## TEXTE DE LA PAGE
En juin 1937, elle est soumise par le Tribunal correctionnel de Clermont-Fd à une amende de 60 Fr pour mise en circulation de pièces fausses. Une « notice correctionnelle de renseignements » du 24 juin 1939 la dépeint comme une « personne de mauvaise moralité. Dénuée de tous scrupules. Indésirable ». 

Quelle relation entretiennent exactement les deux inculpés ? Une relation d’abord professionnelle puisque la veuve Bergoin recrute Cavard en décembre 1936 comme domestique. Il l’aidait à vendre ses primeurs ou à faire ses courses. Une relation sentimentale et conjugale ensuite, confirmée par le voisinage, mais pourtant inégalement assumée par les intéressés. Cavard déclare que la veuve est sa maîtresse, et qu’il vivait « maritalement avec elle depuis 4 ans ». Mais cette dernière s’en offusque et le traite de « canaille ». Leur liaison semble assez houleuse puisqu’il est dit dans un autre rapport que les demandes d’argent de Cavard faisaient « qu’elle avait avec celui-ci de nombreuses disputes, au cours desquelles elle le menaçait de la police alors qu’il lui répondait qu’elle le suivrait au bagne ».

L’affaire est rapidement circonscrite par la justice et la police. D’une part, car le principal accusé passe rapidement aux aveux : Cavard « ne fit aucune difficulté pour reconnaître les faits ». Il avoue avoir fabriqué une dizaine de pièces de 5 Fr dans la cuisine de sa maîtresse, en avoir écoulé lui-même ou par la veuve Bergoin 5 ou 6, et s’être débarrassé  des autres.

Il explique même sa technique : il a fait fondre des débris de vieux plomb et de l’étain dans une vieille casserole en fer blanc puis coulé l’alliage dans un moule en plâtre de sa création. Il ajoute avoir remis à sa complice la casserole, le moule et le serre-joint de quincailler utilisés et que cette dernière devait les faire disparaître.

Deux perquisitions au domicile des prévenus permettent d’amasser des preuves. Lors de la première, le jour de l’arrestation, le 22 avril, la veuve Bergoin indique la cave où elle a jeté la casserole et donne aux policiers le serre-joint caché dans un placard. Lors de la seconde, le 28 avril 1939, on découvre le reste du matériel utilisé par Cavard : dans un réduit, un marteau avec des traces de plâtre ; dans une cave située en dessous de celle de la veuve Bergoin, lesquelles communiquent par une trappe, des fragments de plâtre coulé, formant un moule qui a été détruit. Enfin, une expertise du 26 juin 1939, menée par le laboratoire municipal de police technique montre que les débris de métal trouvés dans la casserole ont la même composition que les fausses pièces de 5 Fr  (environ 80% de plomb, 13 % d’étain, 7% d’antimoine). Il est également précisé que « les fragments de plâtre recueillis ont en effet permis la reconstitution d’un moule qui a été en contact avec du métal en fusion. Un des fragments de ce moule porte même l’empreinte d’une partie de la tranche d’une pièce de 5 Fr et un autre fragment porte visiblement  les lettres PV du mot République ».

## DONNÉES AFFICHÉES

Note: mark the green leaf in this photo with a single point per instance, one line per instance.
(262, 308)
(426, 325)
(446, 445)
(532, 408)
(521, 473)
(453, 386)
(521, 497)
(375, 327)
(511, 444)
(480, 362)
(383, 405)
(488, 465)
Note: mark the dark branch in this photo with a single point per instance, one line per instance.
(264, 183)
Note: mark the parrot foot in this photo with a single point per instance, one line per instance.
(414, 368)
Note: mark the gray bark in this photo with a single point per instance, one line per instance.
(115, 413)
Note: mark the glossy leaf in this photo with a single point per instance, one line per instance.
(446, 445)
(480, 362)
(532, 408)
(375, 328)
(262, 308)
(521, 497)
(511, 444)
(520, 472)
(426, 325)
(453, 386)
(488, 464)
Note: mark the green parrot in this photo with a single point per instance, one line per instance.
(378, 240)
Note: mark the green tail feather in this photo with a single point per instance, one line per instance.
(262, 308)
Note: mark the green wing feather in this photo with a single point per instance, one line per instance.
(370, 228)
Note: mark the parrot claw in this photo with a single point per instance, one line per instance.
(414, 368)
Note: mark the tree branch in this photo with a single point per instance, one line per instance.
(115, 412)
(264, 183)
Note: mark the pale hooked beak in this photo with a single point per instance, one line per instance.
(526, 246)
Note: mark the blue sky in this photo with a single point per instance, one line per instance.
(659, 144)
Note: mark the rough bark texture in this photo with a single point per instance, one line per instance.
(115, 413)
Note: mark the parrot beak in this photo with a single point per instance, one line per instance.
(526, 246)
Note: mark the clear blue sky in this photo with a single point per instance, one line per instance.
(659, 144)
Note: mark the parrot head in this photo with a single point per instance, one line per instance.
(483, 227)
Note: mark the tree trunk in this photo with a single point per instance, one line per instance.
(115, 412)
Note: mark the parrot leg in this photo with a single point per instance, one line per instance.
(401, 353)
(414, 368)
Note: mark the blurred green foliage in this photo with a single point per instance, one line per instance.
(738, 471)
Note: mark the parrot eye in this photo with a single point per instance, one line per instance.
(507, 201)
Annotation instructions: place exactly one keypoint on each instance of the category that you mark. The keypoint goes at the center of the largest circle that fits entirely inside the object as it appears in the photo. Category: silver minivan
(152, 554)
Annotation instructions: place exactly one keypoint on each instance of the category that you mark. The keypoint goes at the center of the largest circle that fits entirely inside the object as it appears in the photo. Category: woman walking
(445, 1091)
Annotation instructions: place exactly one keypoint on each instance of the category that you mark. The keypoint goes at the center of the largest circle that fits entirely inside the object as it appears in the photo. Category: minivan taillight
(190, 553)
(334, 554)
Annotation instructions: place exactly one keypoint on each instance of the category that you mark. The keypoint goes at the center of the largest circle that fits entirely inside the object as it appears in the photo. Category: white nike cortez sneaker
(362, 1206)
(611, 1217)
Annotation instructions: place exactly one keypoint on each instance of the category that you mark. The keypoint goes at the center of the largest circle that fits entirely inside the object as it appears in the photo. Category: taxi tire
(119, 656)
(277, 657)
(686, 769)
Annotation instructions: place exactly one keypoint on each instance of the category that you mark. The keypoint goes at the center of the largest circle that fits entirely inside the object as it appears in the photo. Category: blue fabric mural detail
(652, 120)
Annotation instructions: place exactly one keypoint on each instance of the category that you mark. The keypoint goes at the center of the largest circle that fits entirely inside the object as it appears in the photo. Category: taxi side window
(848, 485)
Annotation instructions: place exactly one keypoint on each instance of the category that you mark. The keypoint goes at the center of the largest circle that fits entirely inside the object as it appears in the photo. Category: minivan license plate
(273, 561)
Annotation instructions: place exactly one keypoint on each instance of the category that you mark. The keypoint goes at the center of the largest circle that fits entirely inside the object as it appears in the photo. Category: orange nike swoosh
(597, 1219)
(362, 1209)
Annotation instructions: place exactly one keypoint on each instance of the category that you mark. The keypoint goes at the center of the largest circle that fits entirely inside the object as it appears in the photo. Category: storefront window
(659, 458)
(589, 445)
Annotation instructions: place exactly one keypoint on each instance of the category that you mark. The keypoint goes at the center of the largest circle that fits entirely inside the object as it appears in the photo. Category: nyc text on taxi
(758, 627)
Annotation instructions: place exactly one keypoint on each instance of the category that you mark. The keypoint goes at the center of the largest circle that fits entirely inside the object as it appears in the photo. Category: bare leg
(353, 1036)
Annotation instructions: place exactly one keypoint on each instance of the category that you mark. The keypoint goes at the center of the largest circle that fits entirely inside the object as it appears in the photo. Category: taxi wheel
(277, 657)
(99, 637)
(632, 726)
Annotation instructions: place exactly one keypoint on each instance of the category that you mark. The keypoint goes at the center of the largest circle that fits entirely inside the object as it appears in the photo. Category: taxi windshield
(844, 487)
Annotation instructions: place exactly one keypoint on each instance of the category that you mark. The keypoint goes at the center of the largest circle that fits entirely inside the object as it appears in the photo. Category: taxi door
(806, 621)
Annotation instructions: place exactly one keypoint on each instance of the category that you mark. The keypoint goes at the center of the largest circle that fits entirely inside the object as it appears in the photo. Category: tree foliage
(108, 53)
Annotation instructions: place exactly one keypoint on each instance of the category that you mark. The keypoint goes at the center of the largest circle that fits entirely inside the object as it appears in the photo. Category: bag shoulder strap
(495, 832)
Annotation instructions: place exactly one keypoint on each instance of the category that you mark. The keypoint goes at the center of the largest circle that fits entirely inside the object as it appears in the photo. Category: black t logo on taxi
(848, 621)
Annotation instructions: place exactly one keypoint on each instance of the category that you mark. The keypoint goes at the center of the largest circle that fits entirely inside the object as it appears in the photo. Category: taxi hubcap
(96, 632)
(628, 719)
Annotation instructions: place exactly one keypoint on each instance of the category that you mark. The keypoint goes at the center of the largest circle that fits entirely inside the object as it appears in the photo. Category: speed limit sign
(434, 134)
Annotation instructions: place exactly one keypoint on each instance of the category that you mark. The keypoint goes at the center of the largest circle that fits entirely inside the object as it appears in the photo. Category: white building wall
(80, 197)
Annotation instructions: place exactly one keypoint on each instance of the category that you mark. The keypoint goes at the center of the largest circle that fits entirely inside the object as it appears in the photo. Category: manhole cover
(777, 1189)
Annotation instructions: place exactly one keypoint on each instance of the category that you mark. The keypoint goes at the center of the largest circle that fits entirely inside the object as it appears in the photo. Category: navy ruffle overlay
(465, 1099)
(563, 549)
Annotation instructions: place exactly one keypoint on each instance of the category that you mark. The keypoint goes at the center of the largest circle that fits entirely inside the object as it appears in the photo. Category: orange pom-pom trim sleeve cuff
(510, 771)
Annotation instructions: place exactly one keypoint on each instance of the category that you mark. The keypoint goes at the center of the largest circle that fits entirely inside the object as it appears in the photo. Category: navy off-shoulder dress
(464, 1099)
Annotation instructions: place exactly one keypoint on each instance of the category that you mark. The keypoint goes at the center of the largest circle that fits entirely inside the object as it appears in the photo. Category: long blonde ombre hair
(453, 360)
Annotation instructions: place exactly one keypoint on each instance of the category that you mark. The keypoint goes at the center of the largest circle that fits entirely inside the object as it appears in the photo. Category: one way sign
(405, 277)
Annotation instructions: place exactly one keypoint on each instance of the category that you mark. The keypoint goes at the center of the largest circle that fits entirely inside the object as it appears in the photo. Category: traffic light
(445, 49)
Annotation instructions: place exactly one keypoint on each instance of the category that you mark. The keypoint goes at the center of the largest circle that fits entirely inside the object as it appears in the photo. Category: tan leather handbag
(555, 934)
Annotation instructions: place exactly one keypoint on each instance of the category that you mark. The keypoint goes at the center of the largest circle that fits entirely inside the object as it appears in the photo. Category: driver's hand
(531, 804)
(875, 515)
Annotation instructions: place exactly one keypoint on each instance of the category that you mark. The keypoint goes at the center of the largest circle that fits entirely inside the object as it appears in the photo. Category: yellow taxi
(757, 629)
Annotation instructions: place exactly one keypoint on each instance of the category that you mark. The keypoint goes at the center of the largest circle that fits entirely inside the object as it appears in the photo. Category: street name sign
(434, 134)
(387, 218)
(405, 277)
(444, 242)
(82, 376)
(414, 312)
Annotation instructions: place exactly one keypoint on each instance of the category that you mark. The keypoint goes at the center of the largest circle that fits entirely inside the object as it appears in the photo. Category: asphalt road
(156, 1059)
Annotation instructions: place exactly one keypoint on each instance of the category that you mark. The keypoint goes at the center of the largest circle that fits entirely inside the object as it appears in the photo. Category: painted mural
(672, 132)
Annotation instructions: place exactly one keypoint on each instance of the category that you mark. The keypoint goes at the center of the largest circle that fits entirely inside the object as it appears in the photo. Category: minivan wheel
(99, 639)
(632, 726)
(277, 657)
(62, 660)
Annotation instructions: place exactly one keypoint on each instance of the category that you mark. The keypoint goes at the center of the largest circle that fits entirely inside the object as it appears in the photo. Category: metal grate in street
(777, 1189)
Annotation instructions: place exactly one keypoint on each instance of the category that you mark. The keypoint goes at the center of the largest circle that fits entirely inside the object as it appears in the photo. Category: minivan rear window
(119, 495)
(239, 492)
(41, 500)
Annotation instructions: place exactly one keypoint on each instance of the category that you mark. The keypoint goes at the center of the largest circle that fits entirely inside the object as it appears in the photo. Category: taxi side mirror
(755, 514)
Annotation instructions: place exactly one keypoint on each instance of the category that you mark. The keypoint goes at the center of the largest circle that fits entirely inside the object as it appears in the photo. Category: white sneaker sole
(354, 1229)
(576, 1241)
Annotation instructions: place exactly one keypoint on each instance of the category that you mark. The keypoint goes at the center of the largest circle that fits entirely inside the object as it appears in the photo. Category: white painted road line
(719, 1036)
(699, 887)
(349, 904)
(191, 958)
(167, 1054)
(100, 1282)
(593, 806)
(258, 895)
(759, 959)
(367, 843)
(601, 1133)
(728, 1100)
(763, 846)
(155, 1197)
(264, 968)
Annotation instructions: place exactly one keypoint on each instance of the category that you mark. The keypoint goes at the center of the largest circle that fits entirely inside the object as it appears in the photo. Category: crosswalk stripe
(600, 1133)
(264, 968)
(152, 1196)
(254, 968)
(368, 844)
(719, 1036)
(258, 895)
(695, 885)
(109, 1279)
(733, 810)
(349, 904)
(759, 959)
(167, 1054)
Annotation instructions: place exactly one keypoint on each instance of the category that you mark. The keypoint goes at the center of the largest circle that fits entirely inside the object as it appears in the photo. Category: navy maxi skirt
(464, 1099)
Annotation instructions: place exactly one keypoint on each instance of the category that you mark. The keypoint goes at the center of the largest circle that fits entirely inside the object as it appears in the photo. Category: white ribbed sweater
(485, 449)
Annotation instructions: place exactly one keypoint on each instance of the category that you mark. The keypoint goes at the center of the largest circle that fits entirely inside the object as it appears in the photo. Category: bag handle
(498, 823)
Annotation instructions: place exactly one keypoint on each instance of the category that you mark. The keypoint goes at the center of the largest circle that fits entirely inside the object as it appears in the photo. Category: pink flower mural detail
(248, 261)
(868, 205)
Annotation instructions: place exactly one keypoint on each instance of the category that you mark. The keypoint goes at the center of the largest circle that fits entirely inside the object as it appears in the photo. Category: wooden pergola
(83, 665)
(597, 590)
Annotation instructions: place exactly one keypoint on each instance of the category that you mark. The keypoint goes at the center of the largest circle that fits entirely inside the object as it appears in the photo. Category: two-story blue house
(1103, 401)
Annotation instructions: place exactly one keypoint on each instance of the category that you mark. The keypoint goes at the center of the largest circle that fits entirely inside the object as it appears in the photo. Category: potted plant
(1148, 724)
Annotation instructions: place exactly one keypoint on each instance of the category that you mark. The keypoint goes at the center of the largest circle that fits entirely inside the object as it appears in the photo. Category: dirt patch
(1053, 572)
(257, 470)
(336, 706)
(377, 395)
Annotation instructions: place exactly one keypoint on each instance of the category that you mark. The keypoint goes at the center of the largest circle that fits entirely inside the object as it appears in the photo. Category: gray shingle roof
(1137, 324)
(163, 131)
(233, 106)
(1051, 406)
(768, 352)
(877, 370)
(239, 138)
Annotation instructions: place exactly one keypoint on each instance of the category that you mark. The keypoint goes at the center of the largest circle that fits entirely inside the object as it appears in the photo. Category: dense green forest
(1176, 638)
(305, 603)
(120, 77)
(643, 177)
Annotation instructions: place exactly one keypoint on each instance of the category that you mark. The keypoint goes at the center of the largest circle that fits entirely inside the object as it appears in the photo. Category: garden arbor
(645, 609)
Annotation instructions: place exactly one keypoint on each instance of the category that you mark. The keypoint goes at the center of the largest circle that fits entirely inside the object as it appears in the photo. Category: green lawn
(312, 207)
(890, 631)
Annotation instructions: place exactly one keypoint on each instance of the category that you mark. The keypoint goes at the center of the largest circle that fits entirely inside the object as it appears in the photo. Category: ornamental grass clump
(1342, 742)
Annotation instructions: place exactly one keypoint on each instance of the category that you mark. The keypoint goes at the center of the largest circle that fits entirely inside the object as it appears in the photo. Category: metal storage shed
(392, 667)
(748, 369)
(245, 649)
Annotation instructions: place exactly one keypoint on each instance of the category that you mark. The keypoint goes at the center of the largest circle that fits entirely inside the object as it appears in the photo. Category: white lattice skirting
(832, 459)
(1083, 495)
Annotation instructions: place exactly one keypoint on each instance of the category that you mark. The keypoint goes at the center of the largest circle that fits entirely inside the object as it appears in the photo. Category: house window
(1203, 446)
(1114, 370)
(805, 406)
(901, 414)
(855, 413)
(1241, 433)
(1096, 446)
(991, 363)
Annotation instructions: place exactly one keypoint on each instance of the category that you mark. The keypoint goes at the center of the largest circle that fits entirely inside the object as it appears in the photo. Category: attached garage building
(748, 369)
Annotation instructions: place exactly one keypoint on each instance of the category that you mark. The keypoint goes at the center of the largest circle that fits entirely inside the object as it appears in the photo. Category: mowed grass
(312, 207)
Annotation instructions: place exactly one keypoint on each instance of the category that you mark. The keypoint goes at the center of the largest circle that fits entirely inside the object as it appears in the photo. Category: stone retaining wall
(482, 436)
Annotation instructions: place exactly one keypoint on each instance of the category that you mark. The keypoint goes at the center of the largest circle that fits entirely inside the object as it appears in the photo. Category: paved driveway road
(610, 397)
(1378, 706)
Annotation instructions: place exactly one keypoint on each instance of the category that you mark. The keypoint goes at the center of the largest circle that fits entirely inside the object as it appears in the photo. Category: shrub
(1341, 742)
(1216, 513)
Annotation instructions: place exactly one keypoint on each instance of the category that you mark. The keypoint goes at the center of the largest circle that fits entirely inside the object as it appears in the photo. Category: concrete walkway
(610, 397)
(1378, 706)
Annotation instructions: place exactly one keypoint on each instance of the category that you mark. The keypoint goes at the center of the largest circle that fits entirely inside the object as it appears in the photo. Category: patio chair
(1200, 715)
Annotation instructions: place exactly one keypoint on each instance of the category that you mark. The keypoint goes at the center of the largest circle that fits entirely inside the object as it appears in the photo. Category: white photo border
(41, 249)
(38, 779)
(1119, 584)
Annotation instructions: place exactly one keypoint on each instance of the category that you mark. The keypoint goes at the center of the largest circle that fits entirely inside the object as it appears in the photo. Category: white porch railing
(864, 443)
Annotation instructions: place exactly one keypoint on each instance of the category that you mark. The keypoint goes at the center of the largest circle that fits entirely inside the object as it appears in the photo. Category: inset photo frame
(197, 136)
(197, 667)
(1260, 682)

## TÂCHES À RÉALISER
1. Réécrivez la portion du listing qui commence à la ligne contenant « Category: yellow taxi » et s'arrête après la ligne contenant « (156, 1059) ». Remplacez-y « street name sign » par « road sign » sans modifier quoi que ce soit d'autre.
2. Poursuivez le récit de l'affaire de fausse monnaie au-delà de sa dernière phrase.

## RÉPONSES ATTENDUES
1.
Annotation instructions: place exactly one keypoint on each instance of the category that you mark. The keypoint goes at the center of the largest circle that fits entirely inside the object as it appears in the photo. Category: yellow taxi
(757, 629)
Annotation instructions: place exactly one keypoint on each instance of the category that you mark. The keypoint goes at the center of the largest circle that fits entirely inside the object as it appears in the photo. Category: road sign
(434, 134)
(387, 218)
(405, 277)
(444, 242)
(82, 376)
(414, 312)
Annotation instructions: place exactly one keypoint on each instance of the category that you mark. The keypoint goes at the center of the largest circle that fits entirely inside the object as it appears in the photo. Category: asphalt road
(156, 1059)

2.
Pourtant, malgré toutes ces évidences, l’affaire traîne en raison de l’attitude des deux inculpés qui font et défont leurs aveux, donnent des versions des faits totalement discordantes et se chargent mutuellement.

Cavard, dès son premier interrogatoire, mais aussi dans ses 11 lettres adressées à la justice, prétend que « le chef de la sûreté, Mr Bernard, [l’a] brutalement frappé et fait signer malgré [lui] des aveux [qu’il n’avait] pas fait ». Le commissaire, Louis Bernard, qui connaît ses antécédents ; lui aurait dit : « te voilà bougre d’ordure, c’est toi qui a fait de la fausse monnaie »[1]. Pour Cavard, la police « s’acharne » sur lui, le « pourchasse » depuis 8 ans, le surveille et l’aurait déjà frappé il y a trois ans. Cette fois, il a reçu des coups de poing dans le ventre, l’estomac et la figure. Il est même rentré en prison avec un œil au beurre noir[2]. Ensuite, il adopte « comme moyen de défense, une attitude de dénégation systématique » et « [s’ingénie] à nier toutes [ses] déclarations précédentes ». Cavard prétend que les pièces de 5 Fr qu’il a essayé d’écouler lui ont été remises par d’autres personnes ; à un autre moment, il déclare ne les avoir utilisées que par erreur et que « sincèrement, [il croyait] bonnes les monnaies en question ».  « Devant l’insuffisance de ce moyen », Cavard met ensuite en cause sa maîtresse. Il déclare qu’étant son domestique, il devait faire des courses pour elle et qu’elle lui avait donné des pièces à cet effet mais qu’il n’en avait pas remarqué « la mauvaise qualité ».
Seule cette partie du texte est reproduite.